■ **GIVEN REQUEST A**
Which lines of the records contain the string "dark"? Copy each of them out, and treat uppercase and lowercase as different.
— begin SOURCE DOCUMENT —
The Campaign for Adventure – Ian Lewis
The Campaign for Adventure (CfA) is an initiative which aims to improve understanding of the important benefits for individuals and for society which stem from an adventurous approach to life in all its aspects. This Campaign arises from a developing awareness in many quarters that the increasing tendency to protect people from danger and the concern to avoid risk, if carried too far, will stifle natural creativity and enterprise. The major impetus for the Campaign came from the conference, "A Question of Balance", held at the Royal Geographical Society on November 29th, 2000. This event, chaired by Prince Philip, called for a campaign help balance the ever increasing tendency to try to remove all risk from our lives.
The Campaign for Adventure
The Campaign for Adventure (CfA) is an initiative which aims to improve understanding of the important benefits for individuals and for society which stem from an adventurous approach to life in all its aspects. This Campaign arises from a developing awareness in many quarters that the increasing tendency to protect people from danger and the concern to avoid risk, if carried too far, will stifle natural creativity and enterprise. The major impetus for the Campaign came from the conference, "A Question of Balance", held at the Royal Geographical Society on November 29th, 2000. This event, chaired by Prince Philip, called for a campaign help balance the ever increasing tendency to try to remove all risk from our lives.
— end SOURCE DOCUMENT —
— begin MATERIAL SUPPLIED —
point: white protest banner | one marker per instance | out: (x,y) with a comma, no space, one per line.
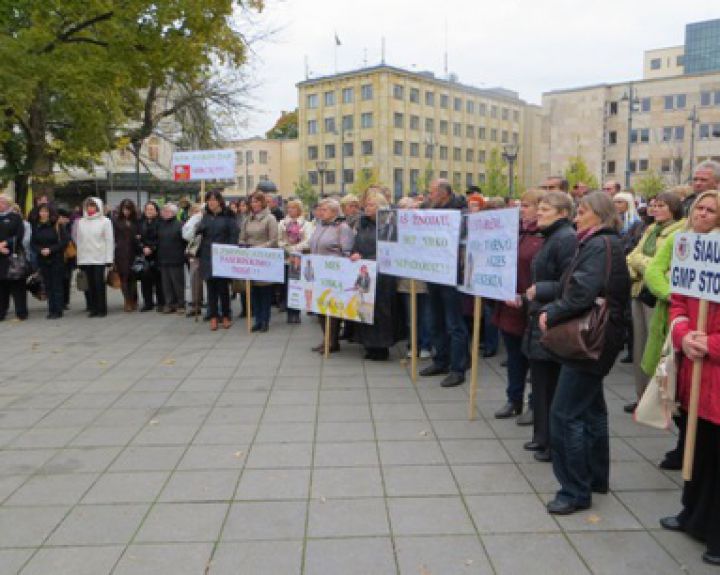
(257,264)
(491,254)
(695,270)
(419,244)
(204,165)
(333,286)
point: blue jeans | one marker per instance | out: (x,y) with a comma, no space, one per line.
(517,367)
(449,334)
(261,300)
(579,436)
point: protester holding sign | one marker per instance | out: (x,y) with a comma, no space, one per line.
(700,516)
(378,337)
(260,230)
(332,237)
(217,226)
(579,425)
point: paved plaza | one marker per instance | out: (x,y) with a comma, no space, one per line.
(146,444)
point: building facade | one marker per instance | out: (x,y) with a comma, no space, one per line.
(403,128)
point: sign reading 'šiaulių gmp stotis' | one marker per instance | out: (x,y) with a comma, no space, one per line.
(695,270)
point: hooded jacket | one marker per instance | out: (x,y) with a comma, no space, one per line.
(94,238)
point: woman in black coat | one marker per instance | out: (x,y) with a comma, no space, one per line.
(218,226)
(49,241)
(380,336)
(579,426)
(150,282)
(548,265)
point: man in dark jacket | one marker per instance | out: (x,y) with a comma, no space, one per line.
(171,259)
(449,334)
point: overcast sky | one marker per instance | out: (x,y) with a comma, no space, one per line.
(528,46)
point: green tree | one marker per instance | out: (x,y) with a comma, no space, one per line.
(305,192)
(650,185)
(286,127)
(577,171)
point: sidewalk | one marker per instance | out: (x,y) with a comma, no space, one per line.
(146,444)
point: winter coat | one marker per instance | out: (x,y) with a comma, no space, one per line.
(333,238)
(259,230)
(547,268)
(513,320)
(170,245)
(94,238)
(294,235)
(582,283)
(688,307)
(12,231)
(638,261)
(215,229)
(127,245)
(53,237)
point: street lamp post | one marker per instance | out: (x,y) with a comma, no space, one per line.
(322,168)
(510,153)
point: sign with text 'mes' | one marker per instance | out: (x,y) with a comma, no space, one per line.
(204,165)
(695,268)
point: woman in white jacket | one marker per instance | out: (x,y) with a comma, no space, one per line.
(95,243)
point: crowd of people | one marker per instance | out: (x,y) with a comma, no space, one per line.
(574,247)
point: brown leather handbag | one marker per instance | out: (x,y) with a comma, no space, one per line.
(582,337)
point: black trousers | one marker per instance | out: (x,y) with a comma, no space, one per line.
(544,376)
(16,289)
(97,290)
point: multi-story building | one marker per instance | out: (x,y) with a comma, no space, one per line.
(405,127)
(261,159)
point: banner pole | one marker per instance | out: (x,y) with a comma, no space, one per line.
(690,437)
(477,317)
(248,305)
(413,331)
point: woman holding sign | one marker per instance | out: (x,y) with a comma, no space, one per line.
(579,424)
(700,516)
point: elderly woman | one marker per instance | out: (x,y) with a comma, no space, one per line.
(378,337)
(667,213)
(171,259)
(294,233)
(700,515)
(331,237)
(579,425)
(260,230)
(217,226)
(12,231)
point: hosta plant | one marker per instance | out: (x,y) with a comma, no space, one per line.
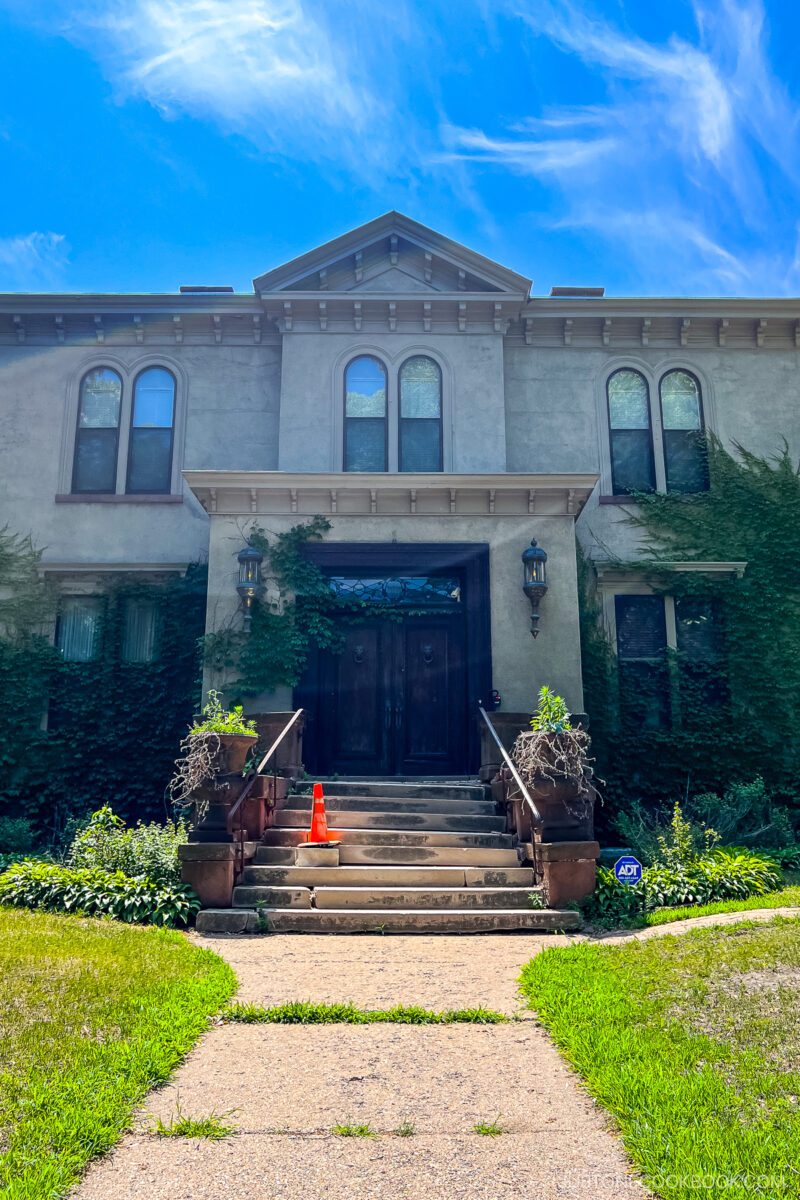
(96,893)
— end MATERIAL SUPPLIED —
— begin MATERIAL SUPPLIED —
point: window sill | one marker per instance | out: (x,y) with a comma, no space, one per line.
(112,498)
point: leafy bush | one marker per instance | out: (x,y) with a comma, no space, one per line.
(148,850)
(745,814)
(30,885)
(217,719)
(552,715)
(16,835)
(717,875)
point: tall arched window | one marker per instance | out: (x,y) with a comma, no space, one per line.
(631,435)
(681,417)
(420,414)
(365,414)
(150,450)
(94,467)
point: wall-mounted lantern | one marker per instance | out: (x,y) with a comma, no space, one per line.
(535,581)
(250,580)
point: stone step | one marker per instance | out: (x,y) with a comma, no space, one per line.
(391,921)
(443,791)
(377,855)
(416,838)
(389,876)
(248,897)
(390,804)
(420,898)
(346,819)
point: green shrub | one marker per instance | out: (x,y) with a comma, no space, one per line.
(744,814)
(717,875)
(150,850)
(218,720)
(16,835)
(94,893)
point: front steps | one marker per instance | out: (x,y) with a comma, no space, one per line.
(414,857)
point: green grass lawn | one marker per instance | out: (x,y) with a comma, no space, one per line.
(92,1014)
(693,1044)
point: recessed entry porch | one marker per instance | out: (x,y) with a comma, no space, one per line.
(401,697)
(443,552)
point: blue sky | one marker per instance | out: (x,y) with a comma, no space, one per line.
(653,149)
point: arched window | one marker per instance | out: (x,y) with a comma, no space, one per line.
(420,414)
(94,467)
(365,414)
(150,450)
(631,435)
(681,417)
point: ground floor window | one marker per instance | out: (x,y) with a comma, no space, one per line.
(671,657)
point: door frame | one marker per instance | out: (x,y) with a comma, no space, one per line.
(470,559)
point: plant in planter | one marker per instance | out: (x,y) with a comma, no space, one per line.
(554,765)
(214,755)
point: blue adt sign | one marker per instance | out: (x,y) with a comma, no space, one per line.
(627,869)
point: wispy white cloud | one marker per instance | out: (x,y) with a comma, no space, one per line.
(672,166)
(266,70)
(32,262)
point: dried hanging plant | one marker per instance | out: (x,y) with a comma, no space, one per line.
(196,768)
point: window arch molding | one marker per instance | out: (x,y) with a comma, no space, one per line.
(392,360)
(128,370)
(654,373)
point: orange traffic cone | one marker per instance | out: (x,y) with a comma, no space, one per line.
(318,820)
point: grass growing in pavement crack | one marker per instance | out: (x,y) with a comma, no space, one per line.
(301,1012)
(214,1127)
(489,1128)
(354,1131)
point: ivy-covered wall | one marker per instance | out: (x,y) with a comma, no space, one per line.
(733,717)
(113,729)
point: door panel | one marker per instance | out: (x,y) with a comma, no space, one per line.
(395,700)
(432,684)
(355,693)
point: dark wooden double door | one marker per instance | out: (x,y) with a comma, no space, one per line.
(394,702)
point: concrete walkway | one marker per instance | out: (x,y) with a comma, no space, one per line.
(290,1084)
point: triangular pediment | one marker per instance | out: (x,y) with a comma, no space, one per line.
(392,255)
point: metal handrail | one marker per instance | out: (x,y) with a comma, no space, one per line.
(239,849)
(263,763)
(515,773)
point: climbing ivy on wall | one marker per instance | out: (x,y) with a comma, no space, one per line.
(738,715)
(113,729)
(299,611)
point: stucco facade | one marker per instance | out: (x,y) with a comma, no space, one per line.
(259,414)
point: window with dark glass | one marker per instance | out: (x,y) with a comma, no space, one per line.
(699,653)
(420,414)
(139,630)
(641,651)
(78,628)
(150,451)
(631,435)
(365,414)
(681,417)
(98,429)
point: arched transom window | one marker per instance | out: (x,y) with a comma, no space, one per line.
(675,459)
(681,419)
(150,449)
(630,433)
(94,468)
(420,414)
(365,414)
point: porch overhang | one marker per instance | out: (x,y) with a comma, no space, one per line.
— end MATERIAL SUPPLIED —
■ **GIVEN REQUEST B**
Answer these from the Campaign for Adventure text:
(i) What does the abbreviation CfA stand for?
(ii) What was the name of the conference that gave the Campaign its major impetus?
(iii) Who chaired that event?

■ **FULL ANSWER A**
point: man in dark jacket | one marker per instance | out: (x,y) with a comma, no space, one per line.
point: dark wooden double door | one marker per instance | out: (x,y) with a comma, no space, one per line.
point: window with dark glass | one marker per instance | out: (x,y) with a comma, no space, one per line.

■ **FULL ANSWER B**
(i) The Campaign for Adventure
(ii) "A Question of Balance"
(iii) Prince Philip